Requirement: Please give the listing again, word for word, with nothing left out.

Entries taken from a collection
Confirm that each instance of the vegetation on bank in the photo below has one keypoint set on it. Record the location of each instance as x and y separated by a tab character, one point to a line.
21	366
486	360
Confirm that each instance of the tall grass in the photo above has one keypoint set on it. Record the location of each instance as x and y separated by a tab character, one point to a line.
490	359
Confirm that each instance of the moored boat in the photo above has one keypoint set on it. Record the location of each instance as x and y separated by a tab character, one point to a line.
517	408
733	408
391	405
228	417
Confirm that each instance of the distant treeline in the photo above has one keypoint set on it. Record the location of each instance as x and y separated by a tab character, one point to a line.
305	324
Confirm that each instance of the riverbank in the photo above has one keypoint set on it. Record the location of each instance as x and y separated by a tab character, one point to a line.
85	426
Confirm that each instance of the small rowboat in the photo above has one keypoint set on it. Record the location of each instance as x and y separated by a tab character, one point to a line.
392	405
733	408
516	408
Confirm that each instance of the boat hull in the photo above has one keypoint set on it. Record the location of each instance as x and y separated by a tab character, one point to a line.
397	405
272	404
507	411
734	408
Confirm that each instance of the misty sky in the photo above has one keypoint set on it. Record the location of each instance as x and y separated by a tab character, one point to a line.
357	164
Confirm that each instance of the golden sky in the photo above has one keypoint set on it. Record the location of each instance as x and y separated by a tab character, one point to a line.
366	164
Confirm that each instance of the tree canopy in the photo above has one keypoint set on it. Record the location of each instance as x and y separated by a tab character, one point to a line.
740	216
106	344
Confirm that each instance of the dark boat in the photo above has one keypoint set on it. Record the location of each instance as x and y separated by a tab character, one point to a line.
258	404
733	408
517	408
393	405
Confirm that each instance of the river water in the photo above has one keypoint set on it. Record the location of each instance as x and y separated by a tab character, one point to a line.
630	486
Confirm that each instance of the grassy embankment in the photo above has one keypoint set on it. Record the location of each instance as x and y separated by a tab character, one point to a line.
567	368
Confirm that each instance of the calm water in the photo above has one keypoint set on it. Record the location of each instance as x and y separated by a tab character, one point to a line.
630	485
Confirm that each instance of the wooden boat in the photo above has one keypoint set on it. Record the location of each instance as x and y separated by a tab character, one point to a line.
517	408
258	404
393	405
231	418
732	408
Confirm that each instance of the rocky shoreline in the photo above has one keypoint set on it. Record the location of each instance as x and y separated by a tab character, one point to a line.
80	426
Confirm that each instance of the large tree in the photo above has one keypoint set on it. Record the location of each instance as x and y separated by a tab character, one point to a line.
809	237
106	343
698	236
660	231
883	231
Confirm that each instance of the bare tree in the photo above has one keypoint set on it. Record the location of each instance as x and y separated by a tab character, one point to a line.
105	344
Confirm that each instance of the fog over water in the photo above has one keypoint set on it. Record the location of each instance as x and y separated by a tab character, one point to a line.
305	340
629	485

Solution for this problem:
Confirm that each instance of the vegetation on bank in the photo below has one keypoint set on it. Record the location of each instance as x and y separated by a tab character, one point to a line.
21	366
486	360
Confirm that each instance of the tall grass in the photo above has one keypoint set on it. Record the location of each instance as x and y separated by a tab character, one point to a line.
490	359
Confirm that each instance of the moored boat in the photo above has one keypoint set on it. Record the location of each instance as x and y separated by a tab character, one point to a line.
517	408
733	408
391	405
228	417
Confirm that each instance of the distant treeline in the photo above has one keypoint set on it. Record the location of each instance as x and y separated by a tab character, one point to a line.
305	324
Confirm that each instance of the riverbank in the photo above has one keypoint set on it. Record the location of each instance as x and y separated by a tab character, one point to a line.
85	426
Confirm that each instance of the small rowboat in the photo above has one keypoint set on it. Record the location of each instance as x and y separated by a tab character, one point to a line.
392	405
733	408
516	408
Confirm that each instance of the boat hull in the photo above has one keypoint set on it. Record the location of each instance as x and y separated by a tab character, one point to a line.
397	405
272	404
507	411
734	408
Confirm that each instance of the misty sky in the photo above has one keypoint set on it. Record the location of each instance as x and y separated by a tab character, one point to a line.
357	164
Confirm that each instance of the golden sky in the photo above has one keypoint set on it. Record the location of each instance as x and y separated by a tab character, one point to a line.
366	164
Confirm that each instance of the tree canopy in the photo above has one keypoint set on it. Record the location of each instance as x and y separated by a tab character, one point to a line.
740	216
106	344
Confirm that each instance of the dark boat in the photo above has one keypoint set on it. Record the location of each instance as x and y separated by a tab character, one point to a line.
258	404
733	408
517	408
393	405
Confirm that each instance of the river water in the photo above has one keypoint set on it. Record the location of each instance as x and y separated by a tab character, one point to a line.
630	486
Confirm that each instance of the grassy embankment in the photo above has one keypoint set on it. Record the location of each instance as x and y separated by a tab character, one point to a line.
567	368
Confirm that each instance of the calm water in the photo above has one keypoint set on it. Record the location of each instance as x and y separated by a tab character, one point to a line.
630	485
Confirm that each instance of the wooden boat in the photo above has one keypoint set on it. Record the location of each instance as x and y separated by a tab character, one point to a line.
517	408
258	404
393	405
231	418
732	408
Confirm that each instance of the rocky shoreline in the photo above has one keypoint set on it. Record the location of each instance as x and y separated by a tab character, one point to a line.
80	426
Confirm that each instance of the large tree in the photo above has one keypoint set on it. Record the location of each instance as x and y separated by a tab character, one point to a line.
809	237
106	343
698	236
660	231
883	231
Confirm that each instance of the bare tree in the photo above has one keypoint set on it. Record the location of each instance as x and y separated by a tab character, one point to a line.
105	344
Confirm that each instance of the fog over water in the photo above has one keypoint set on it. Record the location of each instance as x and y separated by a tab character, one point to a line.
305	340
629	485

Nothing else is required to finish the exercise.